● **Soal**
Tolong sunting semua entri di bawah ini dengan mengganti "instance" menjadi "object", tanpa mengubah bagian lainnya.

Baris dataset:
□ □ □ □ □ □ □

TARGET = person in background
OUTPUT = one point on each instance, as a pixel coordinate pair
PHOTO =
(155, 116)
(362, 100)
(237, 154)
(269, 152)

□ □ □ □ □ □ □

● **Hasil Tugas**
TARGET = person in background
OUTPUT = one point on each object, as a pixel coordinate pair
PHOTO =
(155, 116)
(362, 100)
(237, 154)
(269, 152)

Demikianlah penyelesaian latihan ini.